▶ _STATED PROBLEM_:
Format all of the material below as a numbered list with one line per entry, and leave out any blank lines.

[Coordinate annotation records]
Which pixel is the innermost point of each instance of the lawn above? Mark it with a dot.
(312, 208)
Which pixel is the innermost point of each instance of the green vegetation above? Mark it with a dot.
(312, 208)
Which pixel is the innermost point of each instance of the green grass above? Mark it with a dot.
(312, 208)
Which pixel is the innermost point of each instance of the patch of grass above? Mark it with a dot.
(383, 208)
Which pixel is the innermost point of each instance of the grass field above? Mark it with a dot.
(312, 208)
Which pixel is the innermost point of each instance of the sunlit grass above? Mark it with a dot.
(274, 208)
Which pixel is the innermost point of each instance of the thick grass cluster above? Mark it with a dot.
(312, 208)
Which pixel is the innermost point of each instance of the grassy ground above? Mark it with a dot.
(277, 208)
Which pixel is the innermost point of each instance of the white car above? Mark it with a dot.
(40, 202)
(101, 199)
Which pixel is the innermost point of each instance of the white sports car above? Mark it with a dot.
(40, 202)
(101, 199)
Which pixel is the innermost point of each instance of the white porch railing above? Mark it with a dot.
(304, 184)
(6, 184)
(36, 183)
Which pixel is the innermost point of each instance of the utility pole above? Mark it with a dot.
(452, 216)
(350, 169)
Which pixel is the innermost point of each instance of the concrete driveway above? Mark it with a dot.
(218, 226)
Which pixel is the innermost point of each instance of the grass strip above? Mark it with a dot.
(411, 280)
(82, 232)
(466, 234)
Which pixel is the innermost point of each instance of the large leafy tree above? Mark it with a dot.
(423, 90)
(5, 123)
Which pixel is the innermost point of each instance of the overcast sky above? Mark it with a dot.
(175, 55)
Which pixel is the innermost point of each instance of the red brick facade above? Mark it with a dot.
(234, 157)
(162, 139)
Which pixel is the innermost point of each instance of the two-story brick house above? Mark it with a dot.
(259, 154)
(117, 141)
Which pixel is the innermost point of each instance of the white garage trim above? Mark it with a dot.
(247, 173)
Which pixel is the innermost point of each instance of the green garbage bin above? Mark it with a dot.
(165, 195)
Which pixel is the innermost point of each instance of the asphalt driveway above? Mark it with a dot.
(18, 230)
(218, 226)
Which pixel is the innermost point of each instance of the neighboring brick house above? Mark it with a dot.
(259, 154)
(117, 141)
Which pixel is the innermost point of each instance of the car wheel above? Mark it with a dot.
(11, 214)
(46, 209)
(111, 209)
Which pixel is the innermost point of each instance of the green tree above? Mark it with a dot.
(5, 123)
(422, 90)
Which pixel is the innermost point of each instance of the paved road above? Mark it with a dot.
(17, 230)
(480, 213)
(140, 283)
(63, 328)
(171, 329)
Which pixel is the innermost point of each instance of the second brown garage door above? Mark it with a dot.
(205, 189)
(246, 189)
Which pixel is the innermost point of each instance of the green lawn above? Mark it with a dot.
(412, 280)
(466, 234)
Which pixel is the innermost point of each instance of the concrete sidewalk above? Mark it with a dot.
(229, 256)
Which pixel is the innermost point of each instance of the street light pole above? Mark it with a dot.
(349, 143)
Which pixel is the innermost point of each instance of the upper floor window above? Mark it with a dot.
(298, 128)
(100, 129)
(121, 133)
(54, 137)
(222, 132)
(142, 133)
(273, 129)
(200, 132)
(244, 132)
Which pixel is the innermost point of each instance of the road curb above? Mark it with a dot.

▶ _TASK RESULT_:
1. Which pixel is the innermost point of each instance of the lawn above? Mark it with a dot.
2. (312, 208)
3. Which pixel is the innermost point of each instance of the green vegetation above? Mark it with a dot.
4. (312, 208)
5. Which pixel is the innermost point of each instance of the green grass above? Mark it with a dot.
6. (312, 208)
7. Which pixel is the innermost point of each instance of the patch of grass above? Mark it with a dot.
8. (383, 208)
9. Which pixel is the innermost point of each instance of the grass field above? Mark it with a dot.
10. (312, 208)
11. Which pixel is the innermost point of each instance of the sunlit grass above? Mark it with a dot.
12. (274, 208)
13. Which pixel is the innermost point of each instance of the thick grass cluster above? Mark it with a dot.
14. (312, 208)
15. Which pixel is the innermost point of each instance of the grassy ground above? Mark it with a dot.
16. (277, 208)
17. Which pixel is the innermost point of each instance of the white car above? Mark it with a dot.
18. (40, 202)
19. (101, 199)
20. Which pixel is the innermost point of each instance of the white sports car above? Mark it with a dot.
21. (40, 202)
22. (101, 199)
23. Which pixel is the innermost point of each instance of the white porch railing above? Mark it with a dot.
24. (304, 184)
25. (6, 184)
26. (36, 183)
27. Which pixel is the innermost point of each instance of the utility pole above? Mark it with a dot.
28. (452, 216)
29. (350, 169)
30. Which pixel is the innermost point of each instance of the concrete driveway above? Mark it with a dot.
31. (218, 226)
32. Which pixel is the innermost point of each instance of the grass strip above? Mark it with a dot.
33. (411, 280)
34. (82, 232)
35. (466, 234)
36. Which pixel is the innermost point of each instance of the large leafy tree above? Mark it with a dot.
37. (423, 90)
38. (5, 123)
39. Which pixel is the innermost point of each instance of the overcast sky above? Mark it with a dot.
40. (175, 55)
41. Which pixel is the innermost point of each instance of the red brick facade above? Mark it with a dot.
42. (234, 157)
43. (162, 139)
44. Which pixel is the innermost point of each instance of the two-story brick house above? Mark it with a dot.
45. (259, 154)
46. (117, 141)
47. Which pixel is the innermost point of each instance of the white garage trim above? Mark it with a dot.
48. (247, 173)
49. Which pixel is the innermost point of each instance of the green garbage bin above? Mark it with a dot.
50. (165, 195)
51. Which pixel is the innermost point of each instance of the asphalt driveway above? Mark it with a dot.
52. (18, 230)
53. (218, 226)
54. Which pixel is the innermost point of each instance of the neighboring brick house above? Mark it with a dot.
55. (259, 154)
56. (117, 141)
57. Which pixel is the innermost point of each instance of the car wheel above? Mark it with a dot.
58. (11, 214)
59. (46, 209)
60. (111, 209)
61. Which pixel is the innermost point of each instance of the green tree above? Mark it with a dot.
62. (5, 123)
63. (422, 90)
64. Which pixel is the innermost point of each instance of the paved road above? Mark it with a dot.
65. (17, 230)
66. (480, 213)
67. (140, 283)
68. (63, 328)
69. (171, 329)
70. Which pixel is the innermost point of each instance of the second brown garage door above? Mark it with a dot.
71. (205, 189)
72. (246, 189)
73. Which pixel is the innermost point of each instance of the green lawn above? Mark it with a dot.
74. (412, 280)
75. (466, 234)
76. Which pixel is the innermost point of each instance of the concrete sidewalk above? Mark it with a dot.
77. (229, 256)
78. Which pixel is the innermost point of each instance of the street light pole above? Mark it with a dot.
79. (349, 143)
80. Which pixel is the innermost point of each instance of the upper floor window above? Mark it with a dot.
81. (298, 128)
82. (100, 129)
83. (121, 133)
84. (54, 137)
85. (222, 132)
86. (142, 133)
87. (273, 129)
88. (200, 132)
89. (244, 132)
90. Which pixel is the innermost point of each instance of the road curb above? Mark it with a dot.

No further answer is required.